§ Task requirements: Your task is to output the data exactly as it stands.

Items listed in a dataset
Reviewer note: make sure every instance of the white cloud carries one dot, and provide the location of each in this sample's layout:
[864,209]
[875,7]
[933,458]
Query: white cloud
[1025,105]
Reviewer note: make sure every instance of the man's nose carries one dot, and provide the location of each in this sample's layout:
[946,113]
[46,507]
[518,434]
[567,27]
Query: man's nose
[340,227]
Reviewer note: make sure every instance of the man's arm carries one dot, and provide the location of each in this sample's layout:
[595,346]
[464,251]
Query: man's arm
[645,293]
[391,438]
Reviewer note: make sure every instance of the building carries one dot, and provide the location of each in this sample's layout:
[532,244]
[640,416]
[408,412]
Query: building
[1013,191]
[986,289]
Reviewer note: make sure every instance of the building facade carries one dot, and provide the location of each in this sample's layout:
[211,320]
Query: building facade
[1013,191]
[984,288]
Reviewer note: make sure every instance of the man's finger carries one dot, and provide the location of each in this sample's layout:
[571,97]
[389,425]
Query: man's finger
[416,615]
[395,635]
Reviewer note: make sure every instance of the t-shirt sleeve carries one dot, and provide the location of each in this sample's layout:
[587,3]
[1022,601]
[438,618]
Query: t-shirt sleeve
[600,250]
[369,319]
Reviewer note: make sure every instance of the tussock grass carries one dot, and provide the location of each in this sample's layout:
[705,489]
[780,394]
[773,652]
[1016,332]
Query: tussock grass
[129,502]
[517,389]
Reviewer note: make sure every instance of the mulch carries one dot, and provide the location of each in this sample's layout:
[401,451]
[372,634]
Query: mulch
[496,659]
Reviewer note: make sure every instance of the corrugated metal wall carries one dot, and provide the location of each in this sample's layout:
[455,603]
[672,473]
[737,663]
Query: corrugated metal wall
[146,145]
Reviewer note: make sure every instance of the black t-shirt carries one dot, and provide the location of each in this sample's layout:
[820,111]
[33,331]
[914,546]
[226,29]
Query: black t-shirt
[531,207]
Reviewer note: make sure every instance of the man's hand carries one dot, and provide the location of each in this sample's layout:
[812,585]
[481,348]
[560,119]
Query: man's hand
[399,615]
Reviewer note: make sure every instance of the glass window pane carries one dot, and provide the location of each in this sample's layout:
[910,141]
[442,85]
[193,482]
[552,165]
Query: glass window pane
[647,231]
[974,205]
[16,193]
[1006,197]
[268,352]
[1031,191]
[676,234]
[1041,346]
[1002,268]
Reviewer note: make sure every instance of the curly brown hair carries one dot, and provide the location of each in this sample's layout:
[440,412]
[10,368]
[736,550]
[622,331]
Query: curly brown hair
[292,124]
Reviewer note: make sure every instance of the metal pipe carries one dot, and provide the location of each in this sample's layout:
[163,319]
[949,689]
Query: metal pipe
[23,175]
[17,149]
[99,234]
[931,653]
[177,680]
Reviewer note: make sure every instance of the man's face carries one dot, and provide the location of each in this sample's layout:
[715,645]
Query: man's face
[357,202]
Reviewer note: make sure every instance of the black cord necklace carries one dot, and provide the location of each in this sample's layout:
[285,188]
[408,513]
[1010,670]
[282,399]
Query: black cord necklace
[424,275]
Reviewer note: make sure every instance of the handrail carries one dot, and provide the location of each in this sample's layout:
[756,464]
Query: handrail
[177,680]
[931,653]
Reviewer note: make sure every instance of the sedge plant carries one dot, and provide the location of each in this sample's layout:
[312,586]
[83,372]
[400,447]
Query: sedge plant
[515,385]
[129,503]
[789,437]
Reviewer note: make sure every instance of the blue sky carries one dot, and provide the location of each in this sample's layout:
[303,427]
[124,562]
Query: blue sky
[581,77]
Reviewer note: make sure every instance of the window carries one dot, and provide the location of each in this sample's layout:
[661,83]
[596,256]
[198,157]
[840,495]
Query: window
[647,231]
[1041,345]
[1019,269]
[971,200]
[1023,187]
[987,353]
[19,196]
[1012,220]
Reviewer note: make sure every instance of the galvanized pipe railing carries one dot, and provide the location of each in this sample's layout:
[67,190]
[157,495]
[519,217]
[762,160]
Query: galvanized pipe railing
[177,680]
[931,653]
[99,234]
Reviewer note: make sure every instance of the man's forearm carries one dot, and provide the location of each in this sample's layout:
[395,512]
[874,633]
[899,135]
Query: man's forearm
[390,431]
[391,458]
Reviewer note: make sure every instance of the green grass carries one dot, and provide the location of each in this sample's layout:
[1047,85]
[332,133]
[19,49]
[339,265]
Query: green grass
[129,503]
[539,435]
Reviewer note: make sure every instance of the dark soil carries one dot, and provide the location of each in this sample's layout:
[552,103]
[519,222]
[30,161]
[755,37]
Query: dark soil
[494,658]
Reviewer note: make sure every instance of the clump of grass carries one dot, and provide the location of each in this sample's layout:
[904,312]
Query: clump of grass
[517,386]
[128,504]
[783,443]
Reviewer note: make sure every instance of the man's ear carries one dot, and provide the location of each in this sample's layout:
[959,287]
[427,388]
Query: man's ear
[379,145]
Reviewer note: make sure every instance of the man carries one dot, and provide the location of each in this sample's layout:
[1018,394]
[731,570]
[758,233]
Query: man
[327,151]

§ Problem solution:
Reviewer note: make sure every instance of the white cloud carries one dot, and provide the location of each in this sample's layout:
[864,209]
[875,7]
[933,458]
Query: white cloud
[1025,105]
Reviewer note: make sure every instance of the man's nose carries one dot, and provide the location of each in this sample's layout:
[946,113]
[46,507]
[518,434]
[567,27]
Query: man's nose
[340,227]
Reviewer note: make sure every instance of the man's arm carries one dot, and provide the location of each in this sample's layout:
[595,346]
[464,251]
Query: man's arm
[645,293]
[391,438]
Reviewer note: make sure every instance of the building carries one dot, and provide the location of each in this sample's layout:
[532,244]
[640,416]
[408,412]
Query: building
[1013,191]
[986,289]
Reviewer note: make sure every instance of the building facade carries one dot, and provide the location of each in this sample's layout:
[211,320]
Query: building facade
[1013,191]
[984,288]
Reviewer note: make sure every instance of the man's finger carries one dot, and provide the location of each in this sample's layout:
[571,97]
[389,425]
Query: man's finger
[416,615]
[395,635]
Reviewer note: make sure every instance of the t-shirt sleeve carries one dot, and provide the location of each in this sample's layout:
[587,3]
[1022,601]
[438,618]
Query: t-shirt sleeve
[600,250]
[369,319]
Reviewer note: make sure every instance of the tussock grass carries one dot, and provide the location of each in this sample's layout:
[705,489]
[780,394]
[773,652]
[1016,332]
Query: tussock grass
[129,502]
[517,389]
Reviewer note: make sure every instance of the mulch carries one dot, and provide the location of each in this sample's layout:
[401,451]
[372,634]
Query: mulch
[496,659]
Reviewer note: make sure every instance of the corrugated metal wall carries one dot, and provide the location of each in this sample's layout:
[455,603]
[672,473]
[737,663]
Query: corrugated metal wall
[146,145]
Reviewer note: make sure every instance of the black t-shirt carries one dot, and provide the location of each in this sample's layout:
[820,111]
[33,331]
[914,546]
[226,29]
Query: black t-shirt
[531,207]
Reviewer note: make sure every instance of the man's hand carries one dot, and provide the location of each in this sample's layout:
[812,585]
[481,348]
[560,119]
Query: man's hand
[399,615]
Reviewer note: make sure every instance of the glass window pane carries one dot, and provide the location of each in this sample's layout:
[910,141]
[442,85]
[193,482]
[552,165]
Query: glass window pane
[647,231]
[974,205]
[16,193]
[1006,197]
[268,352]
[1031,191]
[676,234]
[1041,346]
[1002,268]
Reviewer note: make sure every instance of the curly brown hair carries one dot, and provide the location of each in this sample's layout:
[440,412]
[10,368]
[736,550]
[622,331]
Query: curly brown hair
[292,124]
Reviewer note: make sure every instance of the metal pipe carries one dot, and provide the location of each in this sample's layout:
[163,319]
[949,689]
Query: metal pipe
[23,175]
[17,149]
[99,234]
[931,653]
[177,680]
Reviewer note: make sure every instance of the man's face carries one dot, and provide the location of each in this sample's layout:
[715,645]
Query: man's face
[357,202]
Reviewer note: make sure every instance of the black cord necklace carries one dot, and provide the location of each in this sample's layout:
[285,188]
[408,513]
[1010,670]
[282,399]
Query: black cord necklace
[424,275]
Reviewer note: make sure every instance of the handrail carries one dot, and provide the location of each in this sample's layout:
[756,464]
Query: handrail
[177,680]
[931,653]
Reviewer note: make sure every instance of the sedge plant carries one dot, and provide the location of each in this sample's layout:
[312,586]
[83,372]
[400,447]
Query: sedge plant
[515,385]
[129,503]
[789,437]
Reviewer note: make sure every instance of the blue sky carries one dot, and provide the location of each in this sample's layout:
[303,427]
[124,562]
Query: blue sky
[581,77]
Reviewer note: make sure every instance of the window carries one dot, and provide the location of each in this sample's layout:
[661,83]
[596,256]
[198,157]
[840,495]
Query: window
[647,231]
[1041,345]
[1019,269]
[971,200]
[1023,187]
[987,353]
[19,196]
[1012,220]
Reviewer note: make sure every instance of the galvanized pipe railing carries one dot, and provide the location of each in this sample's layout:
[67,190]
[157,495]
[519,217]
[762,160]
Query: galvanized pipe railing
[177,680]
[931,653]
[99,234]
Reviewer note: make sure every instance of the man's forearm carries one dot, and provide the location of each in this sample's layout:
[395,512]
[874,633]
[899,135]
Query: man's forearm
[390,431]
[391,458]
Reviewer note: make sure every instance of the green grass carries one dot, and provide the location of each in this sample's layout:
[1047,85]
[332,133]
[19,49]
[339,265]
Query: green grass
[129,503]
[539,435]
Reviewer note: make sure every instance of the dark soil carries one dot, and provide the location of each in this sample's layout:
[552,103]
[519,222]
[30,161]
[755,37]
Query: dark soil
[494,658]
Reviewer note: make sure every instance of the clump of grass carries one dot, and provide the location of each in this sample's layout:
[904,312]
Query: clump of grass
[517,386]
[128,504]
[783,443]
Reviewer note: make sure every instance of the man's ear carries one dot, and provide the location of each in this sample's layout:
[959,287]
[427,388]
Query: man's ear
[379,145]
Reviewer note: make sure every instance of the man carries one dot, and provide the location of each in this sample's layout:
[1018,394]
[731,570]
[758,233]
Query: man
[327,151]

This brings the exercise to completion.